Task directions: Write each line exactly as it stands, from the line containing "of the short" through the end of the data.

## Start

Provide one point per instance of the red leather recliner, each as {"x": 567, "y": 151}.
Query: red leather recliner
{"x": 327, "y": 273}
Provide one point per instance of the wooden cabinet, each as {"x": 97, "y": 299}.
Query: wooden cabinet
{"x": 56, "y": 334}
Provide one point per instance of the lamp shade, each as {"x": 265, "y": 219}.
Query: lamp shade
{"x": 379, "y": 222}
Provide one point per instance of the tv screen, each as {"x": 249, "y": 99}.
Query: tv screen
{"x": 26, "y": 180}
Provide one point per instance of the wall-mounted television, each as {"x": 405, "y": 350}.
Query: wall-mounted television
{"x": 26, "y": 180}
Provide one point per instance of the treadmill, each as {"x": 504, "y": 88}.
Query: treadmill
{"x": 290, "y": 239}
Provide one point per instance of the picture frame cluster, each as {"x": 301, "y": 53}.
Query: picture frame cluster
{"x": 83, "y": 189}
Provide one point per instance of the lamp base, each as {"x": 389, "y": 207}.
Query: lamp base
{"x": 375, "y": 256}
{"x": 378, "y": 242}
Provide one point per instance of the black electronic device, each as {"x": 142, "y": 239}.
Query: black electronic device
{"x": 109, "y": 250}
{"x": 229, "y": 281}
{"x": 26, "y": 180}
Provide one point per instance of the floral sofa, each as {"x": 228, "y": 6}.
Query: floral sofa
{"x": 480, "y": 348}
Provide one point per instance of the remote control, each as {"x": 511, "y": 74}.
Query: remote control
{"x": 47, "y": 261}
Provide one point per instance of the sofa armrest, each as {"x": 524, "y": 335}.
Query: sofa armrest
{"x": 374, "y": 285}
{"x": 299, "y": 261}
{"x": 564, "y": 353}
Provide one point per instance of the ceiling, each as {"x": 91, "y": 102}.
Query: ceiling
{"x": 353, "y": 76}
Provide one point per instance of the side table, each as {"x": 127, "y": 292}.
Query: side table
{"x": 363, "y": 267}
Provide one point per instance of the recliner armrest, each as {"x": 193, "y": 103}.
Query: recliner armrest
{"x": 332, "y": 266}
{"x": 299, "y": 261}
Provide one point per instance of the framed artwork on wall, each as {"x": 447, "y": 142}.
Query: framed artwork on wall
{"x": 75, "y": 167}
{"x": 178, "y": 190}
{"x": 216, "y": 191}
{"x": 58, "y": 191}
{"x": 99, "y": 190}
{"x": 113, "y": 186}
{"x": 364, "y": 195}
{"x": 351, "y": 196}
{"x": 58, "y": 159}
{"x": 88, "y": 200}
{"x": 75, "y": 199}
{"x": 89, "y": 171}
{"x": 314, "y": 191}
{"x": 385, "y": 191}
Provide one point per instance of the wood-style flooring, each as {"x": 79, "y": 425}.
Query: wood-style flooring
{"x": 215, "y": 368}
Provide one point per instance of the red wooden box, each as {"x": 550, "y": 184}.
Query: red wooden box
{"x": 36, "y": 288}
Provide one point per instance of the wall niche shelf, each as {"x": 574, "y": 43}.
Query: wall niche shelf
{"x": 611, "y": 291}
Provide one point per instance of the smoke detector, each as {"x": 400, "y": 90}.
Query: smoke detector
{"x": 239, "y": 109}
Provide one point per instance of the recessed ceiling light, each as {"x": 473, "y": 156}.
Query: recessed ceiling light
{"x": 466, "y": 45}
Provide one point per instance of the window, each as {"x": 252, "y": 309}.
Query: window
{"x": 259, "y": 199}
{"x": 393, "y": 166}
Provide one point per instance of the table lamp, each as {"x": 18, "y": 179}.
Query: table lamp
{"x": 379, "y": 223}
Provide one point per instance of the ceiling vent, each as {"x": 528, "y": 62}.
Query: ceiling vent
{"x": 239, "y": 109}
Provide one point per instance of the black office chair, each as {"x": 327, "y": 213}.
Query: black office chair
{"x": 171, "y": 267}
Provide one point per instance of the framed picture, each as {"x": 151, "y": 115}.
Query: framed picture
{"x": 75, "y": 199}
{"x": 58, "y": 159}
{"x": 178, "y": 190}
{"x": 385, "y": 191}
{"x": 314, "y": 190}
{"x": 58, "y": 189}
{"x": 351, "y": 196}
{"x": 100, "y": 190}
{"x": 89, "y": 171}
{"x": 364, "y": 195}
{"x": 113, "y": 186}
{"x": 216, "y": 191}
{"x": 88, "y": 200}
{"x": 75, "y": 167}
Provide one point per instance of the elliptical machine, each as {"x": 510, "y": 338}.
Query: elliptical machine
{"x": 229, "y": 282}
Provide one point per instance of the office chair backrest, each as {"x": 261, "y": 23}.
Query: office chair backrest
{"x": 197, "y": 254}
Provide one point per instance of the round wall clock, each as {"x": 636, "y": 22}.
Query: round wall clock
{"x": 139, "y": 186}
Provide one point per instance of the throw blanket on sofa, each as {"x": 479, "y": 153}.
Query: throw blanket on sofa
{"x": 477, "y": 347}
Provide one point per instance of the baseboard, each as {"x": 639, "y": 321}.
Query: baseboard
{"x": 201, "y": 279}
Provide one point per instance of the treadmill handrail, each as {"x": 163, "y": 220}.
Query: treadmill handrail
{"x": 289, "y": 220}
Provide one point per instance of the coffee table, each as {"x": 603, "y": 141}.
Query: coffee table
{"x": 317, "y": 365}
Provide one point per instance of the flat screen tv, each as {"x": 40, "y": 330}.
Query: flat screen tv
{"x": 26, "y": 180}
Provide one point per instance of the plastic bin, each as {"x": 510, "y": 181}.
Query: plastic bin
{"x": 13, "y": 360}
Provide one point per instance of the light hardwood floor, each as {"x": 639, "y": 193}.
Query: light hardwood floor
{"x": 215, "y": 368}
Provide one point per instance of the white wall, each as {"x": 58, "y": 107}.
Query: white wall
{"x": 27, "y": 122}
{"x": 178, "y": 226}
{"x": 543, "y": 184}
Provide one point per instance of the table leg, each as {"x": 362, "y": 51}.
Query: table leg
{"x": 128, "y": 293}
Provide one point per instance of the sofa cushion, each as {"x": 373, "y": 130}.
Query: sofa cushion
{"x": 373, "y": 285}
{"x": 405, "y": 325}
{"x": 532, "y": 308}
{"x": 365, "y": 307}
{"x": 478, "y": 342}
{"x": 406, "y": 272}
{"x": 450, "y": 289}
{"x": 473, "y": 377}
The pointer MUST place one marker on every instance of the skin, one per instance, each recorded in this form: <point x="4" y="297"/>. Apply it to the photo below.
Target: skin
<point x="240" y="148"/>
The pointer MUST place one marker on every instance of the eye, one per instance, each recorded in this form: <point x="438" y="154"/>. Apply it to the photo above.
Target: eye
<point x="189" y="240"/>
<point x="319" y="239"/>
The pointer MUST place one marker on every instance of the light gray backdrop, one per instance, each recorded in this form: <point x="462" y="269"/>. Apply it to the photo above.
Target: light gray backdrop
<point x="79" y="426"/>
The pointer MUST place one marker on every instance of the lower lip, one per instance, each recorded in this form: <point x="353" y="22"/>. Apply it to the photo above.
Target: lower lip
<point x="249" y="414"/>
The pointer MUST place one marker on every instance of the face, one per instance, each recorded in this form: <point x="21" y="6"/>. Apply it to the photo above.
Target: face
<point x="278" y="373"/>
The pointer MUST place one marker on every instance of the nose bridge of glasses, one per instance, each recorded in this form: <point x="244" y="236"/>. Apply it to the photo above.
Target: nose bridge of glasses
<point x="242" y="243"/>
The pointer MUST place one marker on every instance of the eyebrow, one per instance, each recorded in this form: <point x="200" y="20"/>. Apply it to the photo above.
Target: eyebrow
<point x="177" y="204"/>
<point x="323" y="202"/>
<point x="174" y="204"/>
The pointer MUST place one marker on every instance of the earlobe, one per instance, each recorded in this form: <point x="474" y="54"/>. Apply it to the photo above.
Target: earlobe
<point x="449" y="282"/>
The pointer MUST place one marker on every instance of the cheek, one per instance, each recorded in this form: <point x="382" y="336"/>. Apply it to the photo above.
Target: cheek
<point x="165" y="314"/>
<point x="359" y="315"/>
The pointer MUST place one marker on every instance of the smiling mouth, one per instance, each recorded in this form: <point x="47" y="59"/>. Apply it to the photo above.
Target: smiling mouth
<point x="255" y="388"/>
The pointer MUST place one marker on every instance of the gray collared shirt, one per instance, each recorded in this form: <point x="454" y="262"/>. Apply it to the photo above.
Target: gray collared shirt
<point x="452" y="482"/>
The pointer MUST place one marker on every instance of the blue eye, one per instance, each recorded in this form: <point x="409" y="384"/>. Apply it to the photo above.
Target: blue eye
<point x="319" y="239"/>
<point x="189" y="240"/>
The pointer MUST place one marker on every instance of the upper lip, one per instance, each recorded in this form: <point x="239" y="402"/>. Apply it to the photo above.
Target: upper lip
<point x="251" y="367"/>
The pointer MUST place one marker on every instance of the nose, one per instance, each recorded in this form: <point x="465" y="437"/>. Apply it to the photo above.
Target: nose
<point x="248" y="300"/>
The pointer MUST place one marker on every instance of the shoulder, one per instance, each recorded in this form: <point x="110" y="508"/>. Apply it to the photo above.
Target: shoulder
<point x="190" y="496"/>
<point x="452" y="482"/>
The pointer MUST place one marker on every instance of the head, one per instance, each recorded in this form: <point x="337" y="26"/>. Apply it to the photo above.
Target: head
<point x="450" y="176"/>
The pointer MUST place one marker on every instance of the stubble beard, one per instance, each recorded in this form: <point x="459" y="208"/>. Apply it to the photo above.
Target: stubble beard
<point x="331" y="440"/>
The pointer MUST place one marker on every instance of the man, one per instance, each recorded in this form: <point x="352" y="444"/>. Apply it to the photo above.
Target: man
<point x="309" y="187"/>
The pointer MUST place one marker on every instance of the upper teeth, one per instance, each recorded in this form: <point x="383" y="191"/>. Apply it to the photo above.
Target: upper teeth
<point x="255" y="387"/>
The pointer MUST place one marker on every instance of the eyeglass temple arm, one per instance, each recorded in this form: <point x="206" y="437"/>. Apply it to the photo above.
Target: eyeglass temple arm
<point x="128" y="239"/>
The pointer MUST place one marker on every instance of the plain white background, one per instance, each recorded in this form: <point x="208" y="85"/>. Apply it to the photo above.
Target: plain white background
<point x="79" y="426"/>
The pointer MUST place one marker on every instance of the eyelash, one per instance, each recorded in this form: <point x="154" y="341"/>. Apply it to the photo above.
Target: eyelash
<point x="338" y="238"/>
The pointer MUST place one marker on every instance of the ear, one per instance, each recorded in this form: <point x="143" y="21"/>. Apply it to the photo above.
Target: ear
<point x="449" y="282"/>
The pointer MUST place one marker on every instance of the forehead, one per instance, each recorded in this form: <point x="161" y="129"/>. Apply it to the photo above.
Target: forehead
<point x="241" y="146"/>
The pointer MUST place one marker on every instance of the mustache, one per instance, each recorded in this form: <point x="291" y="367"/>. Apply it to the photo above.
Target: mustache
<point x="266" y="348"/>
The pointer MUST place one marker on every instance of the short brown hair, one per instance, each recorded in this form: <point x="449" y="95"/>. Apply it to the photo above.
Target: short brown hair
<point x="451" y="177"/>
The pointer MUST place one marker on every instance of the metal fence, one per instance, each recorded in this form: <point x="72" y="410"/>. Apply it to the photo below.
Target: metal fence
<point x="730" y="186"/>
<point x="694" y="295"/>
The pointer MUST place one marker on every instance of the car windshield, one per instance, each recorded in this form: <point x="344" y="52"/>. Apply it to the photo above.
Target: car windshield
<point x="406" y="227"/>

## End

Result of this task:
The pointer MUST place one marker on every instance of the short brown hair, one per instance, each recorded in this form: <point x="449" y="95"/>. Apply it to the photo above.
Target: short brown hair
<point x="451" y="177"/>
The pointer MUST place one marker on every instance of the metal fence, one per instance, each recorded in this form: <point x="72" y="410"/>. Apply it to the photo below.
Target: metal fence
<point x="730" y="186"/>
<point x="694" y="295"/>
The pointer MUST place one marker on every instance of the car windshield, one per instance, each recorded in this form: <point x="344" y="52"/>. Apply it to the photo above.
Target: car windshield
<point x="406" y="227"/>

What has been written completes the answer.